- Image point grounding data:
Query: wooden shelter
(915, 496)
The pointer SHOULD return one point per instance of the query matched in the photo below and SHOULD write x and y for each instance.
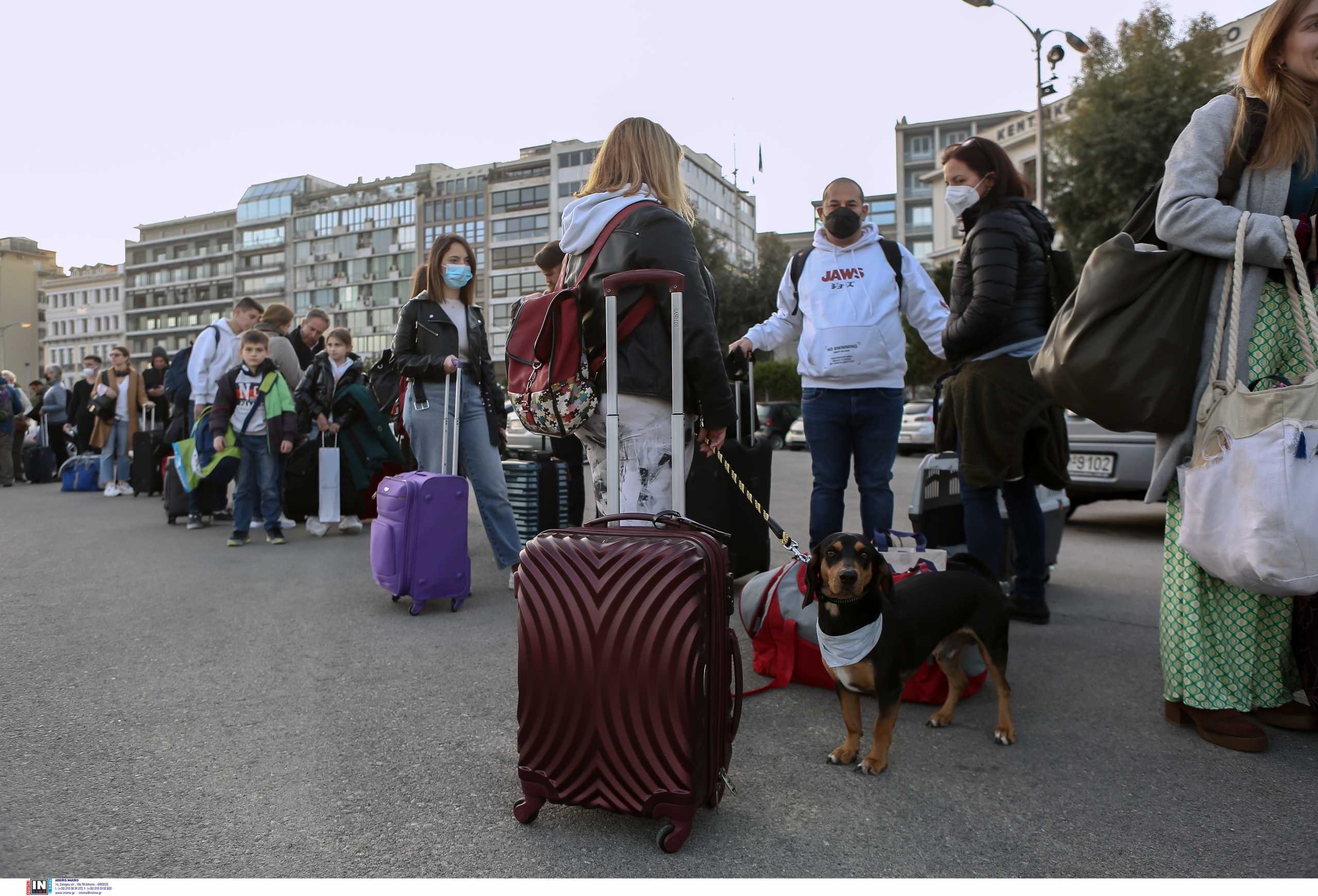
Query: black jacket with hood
(316, 391)
(655, 236)
(999, 286)
(426, 337)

- About this task: Print all entries exactly. The images do not belong in the copy.

- Response box:
Query: wooden shelter
(915, 496)
The pointer SHOULD return one point per instance of the query matched in the photo below and SHOULD write x and y for each instance.
Query: black jacket with hood
(316, 391)
(655, 236)
(999, 286)
(426, 337)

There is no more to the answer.